• _WHAT TO PRODUCE_
Pull out every line in the rows below that contains the string "handrail". Case counts.

::: EXERCISE INPUTS :::

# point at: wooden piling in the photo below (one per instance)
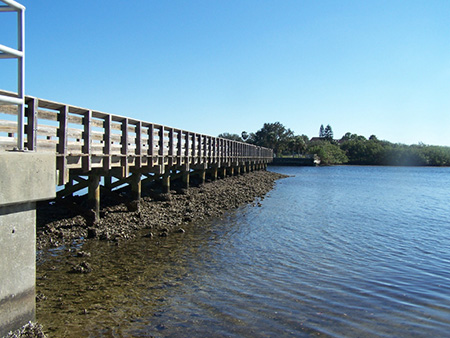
(94, 198)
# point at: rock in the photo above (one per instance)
(92, 233)
(83, 267)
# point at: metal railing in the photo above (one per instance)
(19, 54)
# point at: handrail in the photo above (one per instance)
(88, 139)
(19, 54)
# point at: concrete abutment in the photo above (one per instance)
(25, 178)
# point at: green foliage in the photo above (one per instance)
(328, 153)
(272, 135)
(328, 133)
(351, 148)
(359, 150)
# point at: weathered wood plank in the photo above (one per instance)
(31, 127)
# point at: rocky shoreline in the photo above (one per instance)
(61, 224)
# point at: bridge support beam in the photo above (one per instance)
(186, 179)
(166, 182)
(136, 189)
(94, 198)
(25, 179)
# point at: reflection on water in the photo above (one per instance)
(340, 251)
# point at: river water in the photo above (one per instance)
(336, 251)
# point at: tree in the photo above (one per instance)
(328, 133)
(244, 135)
(328, 153)
(297, 144)
(228, 136)
(321, 131)
(272, 135)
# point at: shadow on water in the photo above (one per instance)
(128, 282)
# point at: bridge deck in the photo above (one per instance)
(94, 144)
(85, 139)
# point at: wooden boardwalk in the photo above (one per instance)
(94, 148)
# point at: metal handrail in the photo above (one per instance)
(19, 54)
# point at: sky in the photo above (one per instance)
(208, 66)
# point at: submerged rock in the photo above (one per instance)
(162, 213)
(83, 267)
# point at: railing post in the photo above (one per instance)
(124, 150)
(107, 139)
(138, 151)
(63, 117)
(87, 124)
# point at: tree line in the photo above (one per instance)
(349, 149)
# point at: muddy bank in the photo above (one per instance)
(29, 330)
(61, 223)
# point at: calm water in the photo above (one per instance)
(336, 251)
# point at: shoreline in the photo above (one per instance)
(61, 224)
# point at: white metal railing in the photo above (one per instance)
(19, 54)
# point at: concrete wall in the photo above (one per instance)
(25, 178)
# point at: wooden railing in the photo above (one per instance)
(87, 139)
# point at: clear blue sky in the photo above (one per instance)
(366, 67)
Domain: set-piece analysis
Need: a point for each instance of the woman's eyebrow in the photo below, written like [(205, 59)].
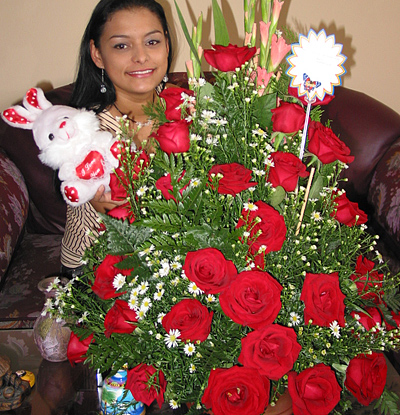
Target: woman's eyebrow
[(147, 34)]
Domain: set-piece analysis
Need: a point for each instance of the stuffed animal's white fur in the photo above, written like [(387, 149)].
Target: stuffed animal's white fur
[(69, 140)]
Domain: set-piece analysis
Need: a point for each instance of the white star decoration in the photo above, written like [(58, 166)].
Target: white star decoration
[(316, 65)]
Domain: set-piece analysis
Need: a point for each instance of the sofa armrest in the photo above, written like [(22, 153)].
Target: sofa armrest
[(384, 197), (14, 203), (368, 128)]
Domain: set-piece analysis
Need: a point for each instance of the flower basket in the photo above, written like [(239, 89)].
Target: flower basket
[(240, 271)]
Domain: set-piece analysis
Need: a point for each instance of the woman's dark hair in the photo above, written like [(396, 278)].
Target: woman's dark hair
[(86, 93)]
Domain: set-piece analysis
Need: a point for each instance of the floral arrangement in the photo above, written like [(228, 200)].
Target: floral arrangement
[(233, 273)]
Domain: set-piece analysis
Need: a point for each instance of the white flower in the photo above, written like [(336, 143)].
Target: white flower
[(176, 265), (158, 295), (160, 317), (250, 206), (189, 349), (146, 304), (119, 281), (133, 303), (171, 339), (334, 326), (146, 251), (210, 298), (143, 287), (316, 216), (194, 289), (173, 404), (142, 190), (294, 318)]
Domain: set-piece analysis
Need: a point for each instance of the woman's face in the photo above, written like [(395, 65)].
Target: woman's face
[(133, 51)]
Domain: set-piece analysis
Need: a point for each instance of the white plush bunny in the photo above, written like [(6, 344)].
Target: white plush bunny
[(69, 140)]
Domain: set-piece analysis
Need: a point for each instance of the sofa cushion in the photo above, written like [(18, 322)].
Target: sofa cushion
[(14, 204), (47, 208), (384, 195), (36, 258), (368, 128)]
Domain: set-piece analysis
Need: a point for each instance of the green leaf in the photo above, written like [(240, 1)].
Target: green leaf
[(262, 110), (122, 237), (277, 196), (220, 29), (187, 35), (316, 187)]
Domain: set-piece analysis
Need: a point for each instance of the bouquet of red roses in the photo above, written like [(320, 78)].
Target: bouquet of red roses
[(231, 275)]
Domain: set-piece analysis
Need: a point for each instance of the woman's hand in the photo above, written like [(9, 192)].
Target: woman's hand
[(102, 201)]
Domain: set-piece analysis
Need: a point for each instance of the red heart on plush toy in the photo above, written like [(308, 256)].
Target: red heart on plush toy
[(91, 167), (71, 194)]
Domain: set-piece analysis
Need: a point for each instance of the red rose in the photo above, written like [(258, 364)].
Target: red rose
[(104, 277), (366, 377), (271, 350), (209, 270), (77, 349), (253, 299), (173, 137), (314, 391), (173, 101), (228, 58), (144, 391), (369, 319), (294, 93), (286, 170), (266, 227), (118, 180), (119, 319), (365, 279), (323, 300), (326, 145), (236, 178), (347, 212), (236, 391), (122, 212), (396, 319), (191, 318), (164, 185), (288, 118)]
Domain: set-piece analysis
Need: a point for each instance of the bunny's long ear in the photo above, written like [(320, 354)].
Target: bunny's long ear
[(35, 101), (18, 116)]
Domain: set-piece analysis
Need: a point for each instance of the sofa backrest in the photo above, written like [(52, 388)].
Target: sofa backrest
[(47, 208)]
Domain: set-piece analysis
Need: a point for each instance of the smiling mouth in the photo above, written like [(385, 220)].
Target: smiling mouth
[(145, 72)]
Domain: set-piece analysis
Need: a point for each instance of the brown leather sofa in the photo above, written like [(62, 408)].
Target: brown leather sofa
[(32, 212)]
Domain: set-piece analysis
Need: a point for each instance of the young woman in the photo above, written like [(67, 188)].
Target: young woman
[(125, 56)]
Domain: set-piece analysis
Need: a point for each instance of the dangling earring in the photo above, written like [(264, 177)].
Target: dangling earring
[(103, 88)]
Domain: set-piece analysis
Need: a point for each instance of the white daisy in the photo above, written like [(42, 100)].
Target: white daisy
[(119, 281), (143, 287), (189, 349), (294, 318), (194, 289), (250, 206), (158, 295), (335, 328), (173, 404), (316, 216), (171, 339), (146, 251), (142, 190)]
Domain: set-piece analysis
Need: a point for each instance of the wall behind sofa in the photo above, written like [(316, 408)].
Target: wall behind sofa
[(39, 39)]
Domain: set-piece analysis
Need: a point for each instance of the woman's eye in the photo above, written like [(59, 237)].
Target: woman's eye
[(120, 46)]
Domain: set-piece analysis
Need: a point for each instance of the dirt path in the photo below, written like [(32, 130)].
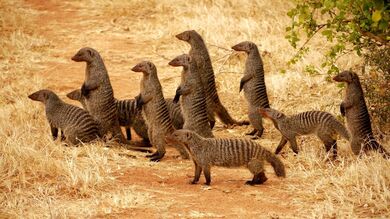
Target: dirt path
[(69, 28)]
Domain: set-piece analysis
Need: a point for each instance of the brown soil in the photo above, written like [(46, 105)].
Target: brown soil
[(68, 28)]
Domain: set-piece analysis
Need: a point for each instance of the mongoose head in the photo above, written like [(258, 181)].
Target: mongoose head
[(346, 76), (42, 96), (75, 95), (271, 114), (245, 46), (181, 60), (85, 54), (145, 67), (189, 36)]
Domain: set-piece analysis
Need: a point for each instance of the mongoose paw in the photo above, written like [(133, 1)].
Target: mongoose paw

:::

• _SOLUTION TO THIS TASK_
# point at: handrail in the photo above (one per instance)
# point at: metal handrail in the photo above (one per instance)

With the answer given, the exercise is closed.